_PAGE_.

..........

- Date: February 15, 2019
- Presenters: Robby Purba, Daniel Mananta, Amanda Zevannya
- Entertainment: Judika, Siti Badriah, Brisia Jodie, Arsy Widianto
- Venue: MNC Studio, Kebon Jeruk, Jakarta, Indonesia
- Broadcaster: RCTI
- Entrants: 34
- Placements: 15
- Winner: Princess Mikhaelia Audrey Megonondo Jambi
- Congeniality: Ni Putu Junita Pratiwi Bali

= Miss Indonesia 2019 =

Indonesian beauty pageant

Miss Indonesia 2019, the 15th edition of the Miss Indonesia pageant was held on February 15, 2019, at MNC Studio, Kebon Jeruk, Jakarta, Indonesia. Miss World 2018, Vanessa Ponce of Mexico attended the awarding night. Alya Nurshabrina as Miss Indonesia 2018 from West Java crowned her successor, Princess Mikhaelia Audrey Megonondo from Jambi. She will represent Indonesia on Miss World 2019.

..........

Named-object pointing items
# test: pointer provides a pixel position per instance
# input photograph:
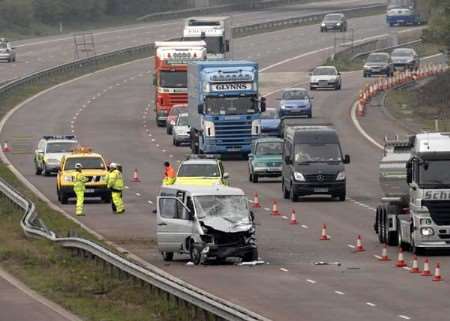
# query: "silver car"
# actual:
(181, 131)
(405, 58)
(7, 52)
(325, 77)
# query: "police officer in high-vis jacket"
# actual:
(116, 185)
(79, 188)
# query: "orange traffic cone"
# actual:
(437, 273)
(293, 219)
(426, 268)
(359, 247)
(324, 236)
(384, 257)
(275, 211)
(256, 201)
(415, 266)
(400, 259)
(136, 178)
(6, 148)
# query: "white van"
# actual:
(205, 222)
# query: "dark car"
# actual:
(173, 115)
(378, 63)
(295, 102)
(334, 21)
(313, 162)
(270, 122)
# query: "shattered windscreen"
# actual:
(231, 208)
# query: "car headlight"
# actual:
(426, 221)
(258, 165)
(341, 176)
(209, 128)
(299, 177)
(426, 231)
(52, 161)
(256, 127)
(68, 178)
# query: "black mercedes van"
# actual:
(313, 162)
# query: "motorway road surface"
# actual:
(110, 111)
(41, 53)
(18, 305)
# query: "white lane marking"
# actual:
(361, 130)
(99, 34)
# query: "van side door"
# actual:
(287, 162)
(173, 225)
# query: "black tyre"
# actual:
(167, 256)
(390, 237)
(250, 256)
(196, 255)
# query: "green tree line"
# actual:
(439, 22)
(23, 13)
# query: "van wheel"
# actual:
(167, 256)
(196, 255)
(341, 197)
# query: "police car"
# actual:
(50, 151)
(202, 170)
(93, 168)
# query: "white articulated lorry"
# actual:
(415, 179)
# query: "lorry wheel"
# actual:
(196, 255)
(167, 256)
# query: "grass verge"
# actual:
(77, 284)
(422, 104)
(347, 64)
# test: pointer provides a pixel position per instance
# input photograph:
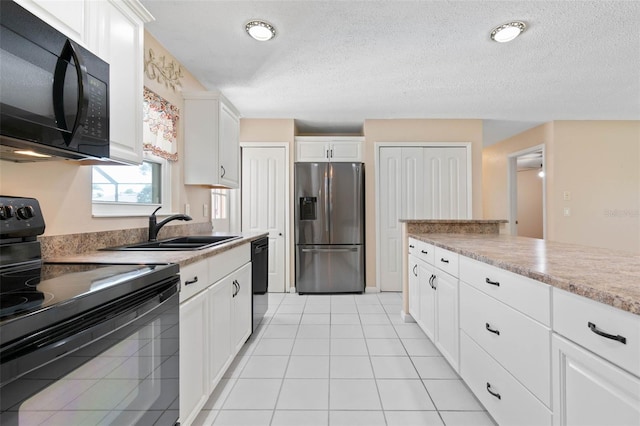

..........

Write the next part of the Miss Indonesia 2019 article, beginning after its final sentence.

== Judges ==
Judges of Miss Indonesia 2019 Pageant
- Liliana Tanoesoedibjo, founder and chairwoman of Miss Indonesia Organization.
- Peter F. Saerang, professional make-up and hairstylist.
- Ferry Salim, actor, entrepreneur, and ambassador of UNICEF to Indonesia.
- Maria Harfanti, Miss Indonesia 2015, 2nd-Runner-up Miss World 2015, Miss World Asia 2015.
- Natasha Mannuela, Miss Indonesia 2016, 2nd-Runner-up Miss World 2016, Miss World Asia 2016.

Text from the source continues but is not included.